#### Records for processing:
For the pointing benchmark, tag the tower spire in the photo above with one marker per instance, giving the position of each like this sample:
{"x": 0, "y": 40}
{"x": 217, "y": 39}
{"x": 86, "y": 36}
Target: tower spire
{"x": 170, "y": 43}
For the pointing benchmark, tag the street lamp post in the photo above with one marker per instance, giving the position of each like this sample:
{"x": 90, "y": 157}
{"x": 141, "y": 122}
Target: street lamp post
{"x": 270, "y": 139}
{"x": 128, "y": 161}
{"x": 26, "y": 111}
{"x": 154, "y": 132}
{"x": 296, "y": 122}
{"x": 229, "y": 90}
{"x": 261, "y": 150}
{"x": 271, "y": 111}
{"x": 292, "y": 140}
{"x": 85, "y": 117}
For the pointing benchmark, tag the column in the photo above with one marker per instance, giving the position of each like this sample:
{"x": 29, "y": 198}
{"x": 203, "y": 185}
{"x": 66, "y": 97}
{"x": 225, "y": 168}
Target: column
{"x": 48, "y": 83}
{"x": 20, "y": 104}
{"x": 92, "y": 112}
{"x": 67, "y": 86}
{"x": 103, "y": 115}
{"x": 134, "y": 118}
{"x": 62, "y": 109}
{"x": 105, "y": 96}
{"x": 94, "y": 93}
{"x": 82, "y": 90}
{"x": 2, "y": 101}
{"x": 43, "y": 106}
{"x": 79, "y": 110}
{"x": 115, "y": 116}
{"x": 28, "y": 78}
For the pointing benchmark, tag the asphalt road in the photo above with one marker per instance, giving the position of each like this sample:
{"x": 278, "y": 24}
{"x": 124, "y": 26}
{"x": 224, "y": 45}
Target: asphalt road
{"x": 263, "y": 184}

#### Set exercise:
The entries above must be returned exactly.

#### Written reply:
For the pointing benchmark, tag the tower spire in the photo above with one marker per instance, giving the position of each like this sample:
{"x": 0, "y": 40}
{"x": 217, "y": 39}
{"x": 86, "y": 36}
Target: tower spire
{"x": 170, "y": 43}
For the pointing benchmark, tag the street lamp post in the photo above with one marker per instance, giving the position of each like this sample:
{"x": 90, "y": 157}
{"x": 141, "y": 122}
Target: street lamp post
{"x": 270, "y": 139}
{"x": 128, "y": 161}
{"x": 26, "y": 111}
{"x": 154, "y": 132}
{"x": 296, "y": 122}
{"x": 229, "y": 90}
{"x": 261, "y": 150}
{"x": 271, "y": 111}
{"x": 292, "y": 140}
{"x": 85, "y": 117}
For the pointing benchmark, tag the column in the photo above with one marker per instance, giving the position of each like this sample:
{"x": 29, "y": 198}
{"x": 203, "y": 185}
{"x": 66, "y": 97}
{"x": 225, "y": 168}
Target: column
{"x": 48, "y": 83}
{"x": 20, "y": 104}
{"x": 92, "y": 112}
{"x": 67, "y": 86}
{"x": 103, "y": 115}
{"x": 134, "y": 118}
{"x": 62, "y": 109}
{"x": 105, "y": 96}
{"x": 94, "y": 93}
{"x": 82, "y": 90}
{"x": 2, "y": 101}
{"x": 43, "y": 106}
{"x": 79, "y": 110}
{"x": 115, "y": 116}
{"x": 28, "y": 78}
For the pointing benchmark, tag the asphalt road in the photo above with one marker per instance, giving the position of each like this sample:
{"x": 278, "y": 24}
{"x": 124, "y": 26}
{"x": 224, "y": 45}
Target: asphalt road
{"x": 263, "y": 184}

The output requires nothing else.